Problem details: Copy every line of the data below that contains the word "walking", and note that case counts.

Supplied data:

++++++

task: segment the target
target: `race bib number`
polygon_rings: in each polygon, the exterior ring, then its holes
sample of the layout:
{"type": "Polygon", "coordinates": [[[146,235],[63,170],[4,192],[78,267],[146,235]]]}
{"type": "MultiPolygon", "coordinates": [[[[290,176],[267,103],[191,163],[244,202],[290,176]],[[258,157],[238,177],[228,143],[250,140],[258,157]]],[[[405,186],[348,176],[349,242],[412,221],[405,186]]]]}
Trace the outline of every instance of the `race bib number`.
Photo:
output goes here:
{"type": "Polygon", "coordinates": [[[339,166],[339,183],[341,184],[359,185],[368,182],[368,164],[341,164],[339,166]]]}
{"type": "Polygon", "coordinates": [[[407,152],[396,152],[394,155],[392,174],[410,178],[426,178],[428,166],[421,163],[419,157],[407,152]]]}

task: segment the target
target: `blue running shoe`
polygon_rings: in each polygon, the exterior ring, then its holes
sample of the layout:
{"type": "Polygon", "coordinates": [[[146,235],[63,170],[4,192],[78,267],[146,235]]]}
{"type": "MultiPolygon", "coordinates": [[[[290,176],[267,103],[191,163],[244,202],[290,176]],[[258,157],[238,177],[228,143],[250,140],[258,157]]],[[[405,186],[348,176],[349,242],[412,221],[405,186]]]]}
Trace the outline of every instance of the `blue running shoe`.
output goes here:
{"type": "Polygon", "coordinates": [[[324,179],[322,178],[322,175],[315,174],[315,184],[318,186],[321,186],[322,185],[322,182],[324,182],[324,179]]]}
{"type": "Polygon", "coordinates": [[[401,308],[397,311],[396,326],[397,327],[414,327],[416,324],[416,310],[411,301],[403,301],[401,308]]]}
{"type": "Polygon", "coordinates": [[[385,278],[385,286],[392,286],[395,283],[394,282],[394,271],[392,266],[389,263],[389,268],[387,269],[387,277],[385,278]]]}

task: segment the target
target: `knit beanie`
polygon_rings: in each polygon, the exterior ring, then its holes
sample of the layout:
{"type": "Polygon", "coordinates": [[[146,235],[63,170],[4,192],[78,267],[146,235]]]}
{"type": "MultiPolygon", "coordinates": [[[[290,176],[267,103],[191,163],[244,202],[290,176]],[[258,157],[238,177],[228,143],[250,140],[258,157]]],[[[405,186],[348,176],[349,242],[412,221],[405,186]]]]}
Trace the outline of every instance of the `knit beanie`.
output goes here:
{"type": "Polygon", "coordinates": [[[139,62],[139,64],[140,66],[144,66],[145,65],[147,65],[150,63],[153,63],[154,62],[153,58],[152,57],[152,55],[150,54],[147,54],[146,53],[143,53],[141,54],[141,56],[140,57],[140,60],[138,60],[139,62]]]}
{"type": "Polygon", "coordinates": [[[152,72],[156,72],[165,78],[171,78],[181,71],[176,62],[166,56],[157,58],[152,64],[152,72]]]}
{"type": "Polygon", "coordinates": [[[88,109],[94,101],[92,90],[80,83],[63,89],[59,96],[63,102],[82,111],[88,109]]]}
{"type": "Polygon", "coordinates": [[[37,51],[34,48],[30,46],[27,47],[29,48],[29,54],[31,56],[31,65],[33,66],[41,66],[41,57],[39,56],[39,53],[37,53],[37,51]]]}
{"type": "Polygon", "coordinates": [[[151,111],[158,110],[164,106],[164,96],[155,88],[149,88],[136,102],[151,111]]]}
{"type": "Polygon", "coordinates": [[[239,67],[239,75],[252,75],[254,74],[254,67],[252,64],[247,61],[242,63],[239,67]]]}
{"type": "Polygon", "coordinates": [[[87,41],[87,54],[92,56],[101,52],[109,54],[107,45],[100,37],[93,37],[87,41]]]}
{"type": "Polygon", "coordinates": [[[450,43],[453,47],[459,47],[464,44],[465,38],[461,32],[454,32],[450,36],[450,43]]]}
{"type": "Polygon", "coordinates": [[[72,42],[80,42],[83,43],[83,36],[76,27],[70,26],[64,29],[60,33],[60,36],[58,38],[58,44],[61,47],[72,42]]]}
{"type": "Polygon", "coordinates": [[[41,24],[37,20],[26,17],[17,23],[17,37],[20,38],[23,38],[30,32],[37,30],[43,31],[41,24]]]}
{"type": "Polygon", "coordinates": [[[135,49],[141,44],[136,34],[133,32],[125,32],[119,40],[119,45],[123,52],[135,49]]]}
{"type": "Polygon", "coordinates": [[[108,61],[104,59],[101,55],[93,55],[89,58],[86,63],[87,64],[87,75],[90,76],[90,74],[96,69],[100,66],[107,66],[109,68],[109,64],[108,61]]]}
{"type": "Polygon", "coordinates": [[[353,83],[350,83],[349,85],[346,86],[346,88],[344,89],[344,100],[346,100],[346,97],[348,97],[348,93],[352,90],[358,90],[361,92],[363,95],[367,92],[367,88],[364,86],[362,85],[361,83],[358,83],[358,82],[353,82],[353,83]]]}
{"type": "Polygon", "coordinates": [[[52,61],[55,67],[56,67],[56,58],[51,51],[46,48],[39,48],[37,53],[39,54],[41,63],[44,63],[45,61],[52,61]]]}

++++++

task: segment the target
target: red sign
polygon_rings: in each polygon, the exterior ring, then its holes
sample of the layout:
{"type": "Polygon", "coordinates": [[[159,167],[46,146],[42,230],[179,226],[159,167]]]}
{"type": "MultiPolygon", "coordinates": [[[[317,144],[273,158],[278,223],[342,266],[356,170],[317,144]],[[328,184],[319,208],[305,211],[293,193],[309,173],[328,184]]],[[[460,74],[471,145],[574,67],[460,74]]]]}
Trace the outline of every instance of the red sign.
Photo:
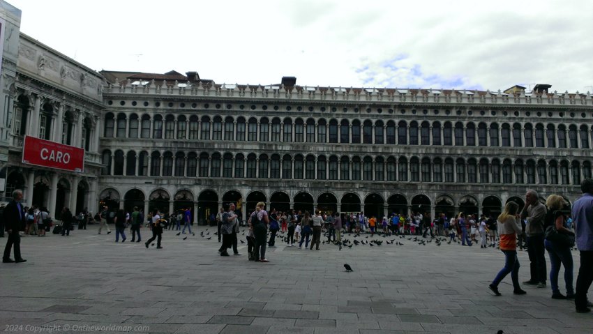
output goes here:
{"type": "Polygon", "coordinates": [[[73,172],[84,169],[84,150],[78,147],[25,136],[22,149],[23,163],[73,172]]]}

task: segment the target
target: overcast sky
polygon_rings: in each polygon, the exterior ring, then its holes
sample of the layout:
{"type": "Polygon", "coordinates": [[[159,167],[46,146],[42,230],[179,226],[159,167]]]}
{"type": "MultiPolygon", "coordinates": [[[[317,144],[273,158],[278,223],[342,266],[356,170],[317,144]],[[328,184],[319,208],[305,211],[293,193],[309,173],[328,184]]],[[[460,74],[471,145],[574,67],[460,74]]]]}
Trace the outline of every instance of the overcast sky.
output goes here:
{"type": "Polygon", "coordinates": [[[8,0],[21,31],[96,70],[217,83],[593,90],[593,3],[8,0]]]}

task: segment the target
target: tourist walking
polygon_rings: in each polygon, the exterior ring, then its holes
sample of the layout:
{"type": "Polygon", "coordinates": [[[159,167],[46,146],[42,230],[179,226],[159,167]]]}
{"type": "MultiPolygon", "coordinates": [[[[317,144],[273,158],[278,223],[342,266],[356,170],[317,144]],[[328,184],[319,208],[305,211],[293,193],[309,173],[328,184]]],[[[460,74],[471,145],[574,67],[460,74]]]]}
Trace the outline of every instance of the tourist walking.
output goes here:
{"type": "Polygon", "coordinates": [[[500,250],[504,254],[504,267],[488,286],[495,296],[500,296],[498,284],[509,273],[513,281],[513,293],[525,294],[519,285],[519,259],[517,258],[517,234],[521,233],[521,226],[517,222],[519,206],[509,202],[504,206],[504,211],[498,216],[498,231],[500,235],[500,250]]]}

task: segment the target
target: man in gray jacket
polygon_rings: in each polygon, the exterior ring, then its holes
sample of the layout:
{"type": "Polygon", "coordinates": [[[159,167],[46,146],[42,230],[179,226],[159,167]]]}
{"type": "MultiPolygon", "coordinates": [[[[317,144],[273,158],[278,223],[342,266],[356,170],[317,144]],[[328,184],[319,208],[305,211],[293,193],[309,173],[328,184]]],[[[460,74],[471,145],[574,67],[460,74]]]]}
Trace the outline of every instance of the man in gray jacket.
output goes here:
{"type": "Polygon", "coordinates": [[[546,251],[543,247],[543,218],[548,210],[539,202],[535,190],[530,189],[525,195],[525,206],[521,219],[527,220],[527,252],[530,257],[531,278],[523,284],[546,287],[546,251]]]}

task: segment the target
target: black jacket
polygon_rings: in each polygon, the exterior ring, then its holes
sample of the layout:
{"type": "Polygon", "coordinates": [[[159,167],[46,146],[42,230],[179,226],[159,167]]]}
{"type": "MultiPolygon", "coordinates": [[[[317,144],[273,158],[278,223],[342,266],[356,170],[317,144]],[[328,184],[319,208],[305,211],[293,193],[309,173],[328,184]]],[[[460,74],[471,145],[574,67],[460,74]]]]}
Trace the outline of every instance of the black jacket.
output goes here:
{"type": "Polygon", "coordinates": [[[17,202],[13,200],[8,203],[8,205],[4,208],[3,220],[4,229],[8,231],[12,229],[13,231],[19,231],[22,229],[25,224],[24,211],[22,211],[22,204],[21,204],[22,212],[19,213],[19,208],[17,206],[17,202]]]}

++++++

Written answer:
target: tourist walking
Trace the outline of every instance of the tourist walking.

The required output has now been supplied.